## BEGIN

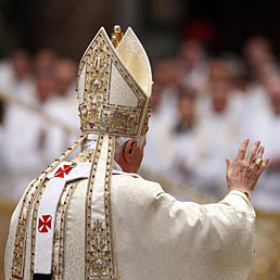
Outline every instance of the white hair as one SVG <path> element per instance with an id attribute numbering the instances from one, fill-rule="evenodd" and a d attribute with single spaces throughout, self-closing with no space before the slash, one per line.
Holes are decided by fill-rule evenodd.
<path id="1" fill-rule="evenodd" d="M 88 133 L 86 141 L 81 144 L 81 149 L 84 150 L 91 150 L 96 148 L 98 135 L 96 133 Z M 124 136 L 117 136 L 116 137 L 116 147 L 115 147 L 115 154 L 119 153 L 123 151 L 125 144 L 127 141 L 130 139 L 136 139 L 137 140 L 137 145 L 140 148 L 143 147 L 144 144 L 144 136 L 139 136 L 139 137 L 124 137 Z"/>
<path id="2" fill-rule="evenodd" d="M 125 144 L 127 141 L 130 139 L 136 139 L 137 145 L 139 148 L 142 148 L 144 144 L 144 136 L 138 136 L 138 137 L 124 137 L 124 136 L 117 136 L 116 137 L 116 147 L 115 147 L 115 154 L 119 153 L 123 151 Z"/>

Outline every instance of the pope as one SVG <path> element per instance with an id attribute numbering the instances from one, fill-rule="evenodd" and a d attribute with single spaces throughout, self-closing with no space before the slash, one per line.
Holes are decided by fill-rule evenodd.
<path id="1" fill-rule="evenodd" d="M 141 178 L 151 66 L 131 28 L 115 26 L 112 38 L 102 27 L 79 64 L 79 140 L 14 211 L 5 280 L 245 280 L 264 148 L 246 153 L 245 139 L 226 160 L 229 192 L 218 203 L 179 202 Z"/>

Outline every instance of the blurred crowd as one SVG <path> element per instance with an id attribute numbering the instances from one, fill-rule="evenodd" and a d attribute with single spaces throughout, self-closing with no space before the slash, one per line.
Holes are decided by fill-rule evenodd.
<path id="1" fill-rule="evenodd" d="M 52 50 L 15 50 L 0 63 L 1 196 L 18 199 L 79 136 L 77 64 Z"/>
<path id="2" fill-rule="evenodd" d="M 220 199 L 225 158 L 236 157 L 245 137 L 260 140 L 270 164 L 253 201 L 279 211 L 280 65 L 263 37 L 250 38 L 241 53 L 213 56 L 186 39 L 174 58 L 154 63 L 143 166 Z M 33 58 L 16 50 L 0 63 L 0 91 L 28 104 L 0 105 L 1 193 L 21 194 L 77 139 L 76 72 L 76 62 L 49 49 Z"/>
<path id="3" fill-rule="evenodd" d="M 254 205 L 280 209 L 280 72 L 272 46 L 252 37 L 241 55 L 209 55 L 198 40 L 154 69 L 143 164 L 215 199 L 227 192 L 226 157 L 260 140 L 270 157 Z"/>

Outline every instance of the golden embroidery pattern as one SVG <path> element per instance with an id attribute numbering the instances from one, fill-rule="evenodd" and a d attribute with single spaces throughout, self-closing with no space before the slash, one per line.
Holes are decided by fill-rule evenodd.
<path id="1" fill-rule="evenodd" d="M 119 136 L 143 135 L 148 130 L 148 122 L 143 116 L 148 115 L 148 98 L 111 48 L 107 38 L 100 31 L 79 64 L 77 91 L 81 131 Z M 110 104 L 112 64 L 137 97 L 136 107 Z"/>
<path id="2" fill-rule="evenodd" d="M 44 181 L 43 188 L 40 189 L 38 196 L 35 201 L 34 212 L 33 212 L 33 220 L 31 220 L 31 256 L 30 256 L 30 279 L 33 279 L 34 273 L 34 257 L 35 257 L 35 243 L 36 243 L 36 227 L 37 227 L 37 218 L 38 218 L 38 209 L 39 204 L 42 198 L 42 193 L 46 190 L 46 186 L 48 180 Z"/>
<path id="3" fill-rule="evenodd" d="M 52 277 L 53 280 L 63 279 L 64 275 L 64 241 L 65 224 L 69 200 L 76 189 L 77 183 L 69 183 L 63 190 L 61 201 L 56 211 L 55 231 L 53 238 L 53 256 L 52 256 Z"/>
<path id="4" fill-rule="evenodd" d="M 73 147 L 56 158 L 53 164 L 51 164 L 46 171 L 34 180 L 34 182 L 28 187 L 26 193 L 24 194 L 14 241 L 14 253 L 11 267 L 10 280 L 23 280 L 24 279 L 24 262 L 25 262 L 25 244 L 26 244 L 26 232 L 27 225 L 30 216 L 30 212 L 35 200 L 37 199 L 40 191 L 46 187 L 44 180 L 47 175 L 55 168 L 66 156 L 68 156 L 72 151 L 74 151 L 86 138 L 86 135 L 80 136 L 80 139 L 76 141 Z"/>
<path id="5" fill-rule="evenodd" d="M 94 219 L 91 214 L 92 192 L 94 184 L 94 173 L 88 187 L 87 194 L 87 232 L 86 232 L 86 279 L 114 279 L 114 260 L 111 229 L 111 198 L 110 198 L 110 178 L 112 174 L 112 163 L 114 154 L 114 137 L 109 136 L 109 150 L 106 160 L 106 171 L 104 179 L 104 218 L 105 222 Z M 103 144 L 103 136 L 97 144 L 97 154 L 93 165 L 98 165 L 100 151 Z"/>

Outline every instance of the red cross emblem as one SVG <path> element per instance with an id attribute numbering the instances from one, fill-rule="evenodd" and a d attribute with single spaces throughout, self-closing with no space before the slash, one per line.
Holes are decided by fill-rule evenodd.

## END

- **Written task**: Please count the lines in the listing above that contain the string "self", treating uppercase and lowercase as distinct, and reply with the number alone.

- **Output below**: 5